:: Text section ::
--

Ricoh has two additional apps, one for editing photos (Theta+) and another for videos (Theta+ Video). The Theta+ app (Android | iOS) lets you create time-lapses from interval photos, apply filters, crop an image so that it’s easier to share as a flat, 2D photo, change the 360-degree view, apply stickers, and share to social media or the Theta gallery. The video app (iOS) ( has a similar approach: You can trim, add music, apply a filter, change the 360-degree view, and save and share. Like the basic app, these two are easy to use. Ricoh could have incorporated these features into a single app, but we think this helps preserve their approach of making the camera simple to operate.
Unfortunately, Ricoh doesn’t have any editing software for computers, and third-party photo-editing software can’t properly process and preserve the 360-degree content.

--

:: Given information ::

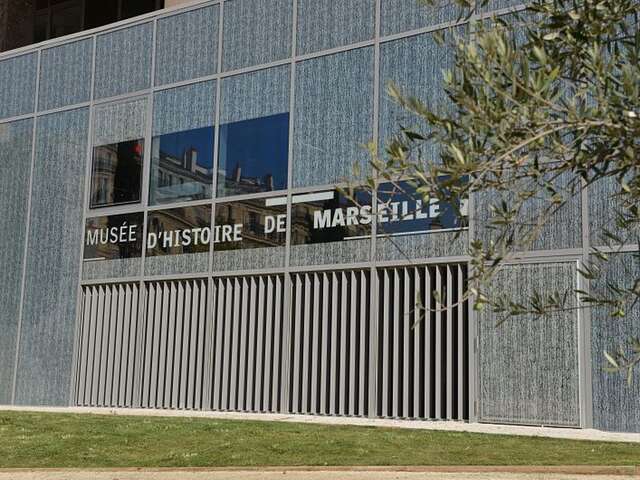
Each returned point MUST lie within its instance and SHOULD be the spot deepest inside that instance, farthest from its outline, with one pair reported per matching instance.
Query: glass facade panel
(325, 24)
(113, 237)
(256, 32)
(123, 61)
(398, 16)
(116, 175)
(254, 132)
(65, 75)
(187, 45)
(182, 147)
(253, 155)
(333, 117)
(179, 231)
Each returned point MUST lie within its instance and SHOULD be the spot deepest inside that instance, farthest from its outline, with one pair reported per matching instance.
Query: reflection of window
(253, 155)
(182, 166)
(117, 173)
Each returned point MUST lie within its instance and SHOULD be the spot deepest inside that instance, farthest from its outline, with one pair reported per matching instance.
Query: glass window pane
(116, 177)
(250, 224)
(113, 237)
(182, 166)
(253, 155)
(179, 231)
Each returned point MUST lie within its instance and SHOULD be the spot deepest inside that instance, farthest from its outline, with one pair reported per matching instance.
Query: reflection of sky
(260, 146)
(201, 139)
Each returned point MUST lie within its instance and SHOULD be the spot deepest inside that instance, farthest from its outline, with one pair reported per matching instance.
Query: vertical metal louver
(249, 349)
(423, 345)
(175, 345)
(330, 343)
(107, 350)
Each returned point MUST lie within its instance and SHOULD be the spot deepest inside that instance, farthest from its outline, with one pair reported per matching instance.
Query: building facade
(173, 236)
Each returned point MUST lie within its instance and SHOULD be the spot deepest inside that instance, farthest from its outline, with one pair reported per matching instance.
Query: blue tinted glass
(182, 166)
(254, 155)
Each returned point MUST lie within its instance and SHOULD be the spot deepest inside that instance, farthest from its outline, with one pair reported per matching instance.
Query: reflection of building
(252, 215)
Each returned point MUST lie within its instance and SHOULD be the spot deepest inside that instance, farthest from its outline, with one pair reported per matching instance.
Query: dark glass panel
(402, 211)
(114, 237)
(100, 13)
(116, 176)
(182, 166)
(66, 19)
(254, 155)
(330, 216)
(250, 224)
(179, 230)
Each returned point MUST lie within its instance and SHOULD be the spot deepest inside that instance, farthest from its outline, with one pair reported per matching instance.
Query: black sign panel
(114, 237)
(330, 216)
(179, 230)
(250, 224)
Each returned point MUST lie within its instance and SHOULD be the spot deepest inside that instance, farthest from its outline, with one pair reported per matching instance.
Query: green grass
(94, 441)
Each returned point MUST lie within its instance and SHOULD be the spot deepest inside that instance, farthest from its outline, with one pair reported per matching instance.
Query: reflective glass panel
(179, 230)
(330, 216)
(113, 237)
(116, 175)
(254, 155)
(401, 210)
(182, 166)
(250, 224)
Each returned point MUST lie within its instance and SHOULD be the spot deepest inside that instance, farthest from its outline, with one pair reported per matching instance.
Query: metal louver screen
(248, 346)
(107, 350)
(330, 343)
(176, 346)
(423, 346)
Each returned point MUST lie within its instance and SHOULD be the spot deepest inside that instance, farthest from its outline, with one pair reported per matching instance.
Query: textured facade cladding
(404, 15)
(123, 61)
(325, 24)
(333, 117)
(18, 80)
(53, 260)
(528, 370)
(256, 31)
(529, 366)
(184, 108)
(15, 165)
(616, 404)
(65, 75)
(187, 46)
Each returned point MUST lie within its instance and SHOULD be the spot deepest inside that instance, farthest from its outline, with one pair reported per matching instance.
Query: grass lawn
(62, 440)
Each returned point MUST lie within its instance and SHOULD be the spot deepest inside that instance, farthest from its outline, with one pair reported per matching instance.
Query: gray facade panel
(15, 165)
(123, 61)
(529, 365)
(184, 108)
(187, 46)
(333, 117)
(254, 95)
(403, 15)
(352, 251)
(119, 122)
(120, 268)
(65, 75)
(445, 244)
(249, 259)
(616, 404)
(256, 32)
(52, 270)
(176, 264)
(415, 65)
(18, 80)
(325, 24)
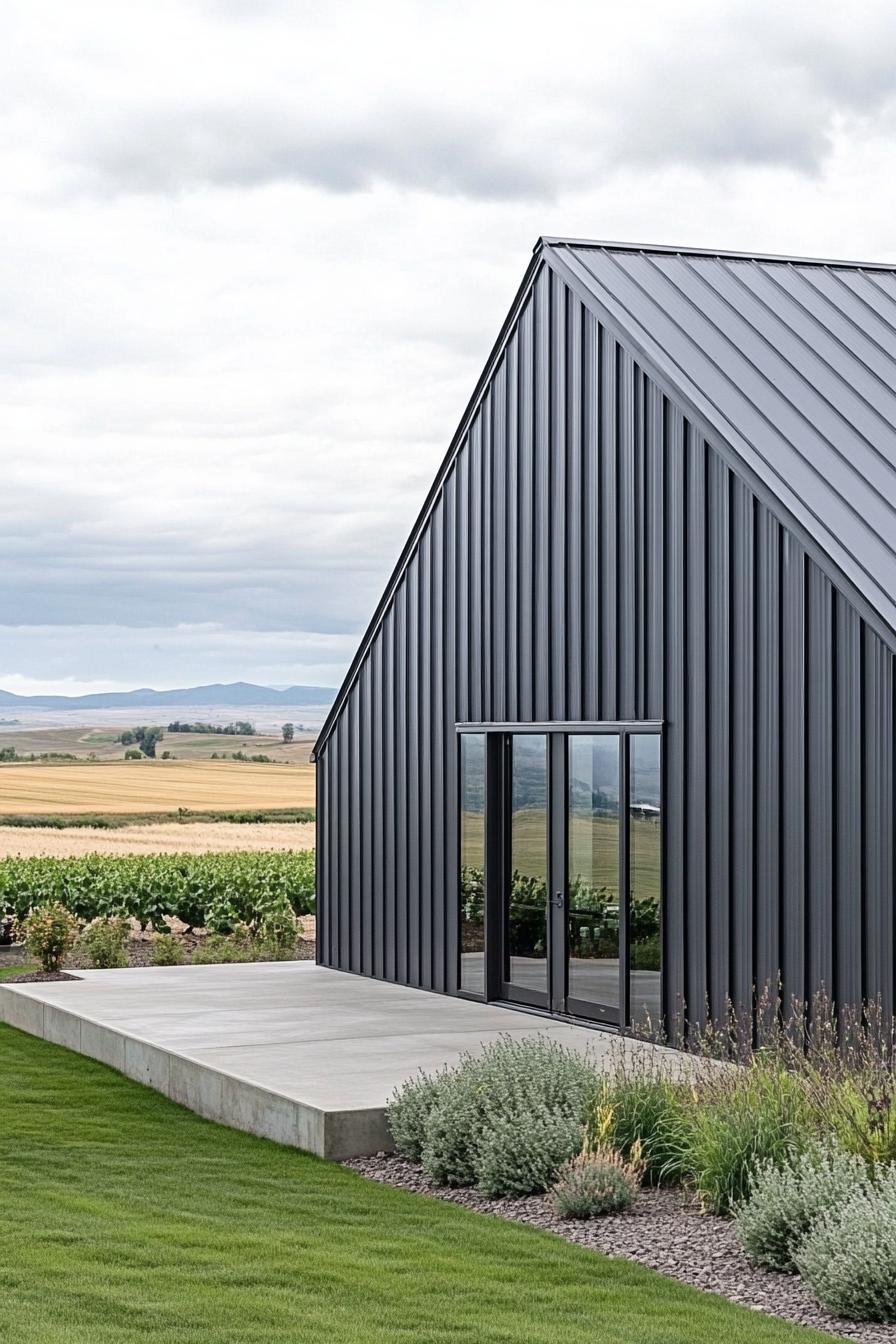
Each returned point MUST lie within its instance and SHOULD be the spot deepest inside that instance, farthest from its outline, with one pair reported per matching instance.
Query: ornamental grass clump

--

:: The problem ::
Extend the passage about Ricoh's Theta editing apps, picking up right after its last sentence.

:: Written answer ::
Thanks to Ricoh’s open software development kit, third-party developers can utilize the Theta S in their apps. For example, one developer created an app that shoots high-dynamic range (HDR) photos, where the camera shoots multiple photos at different exposures, and combines them (you need a tripod, and it’s best for still-life). Currently, the most notable app is Google Street View, but Ricoh is actively seeking developers. Hopefully, once the Theta platform gains more traction, we’ll see interesting new applications. Facebook and YouTube do support content created with the Theta S (more on this below).
Learning how to use the camera is intuitive, but should you need some guidance, Ricoh has excellent online resources at the Theta website that are easy to understand.
Viewing and sharing
For personal viewing, content created with the Theta S can be viewed on a mobile device or desktop computer, but the process is more streamlined on the mobile end because of the app integration. But you can’t view the content while they are still on the camera; you will need to transfer them to your mobile device first. This isn’t an issue unless it’s videos, which require more transfer time and can be very large files — 1GB or more if it’s a longer video. This eats up your phone’s storage.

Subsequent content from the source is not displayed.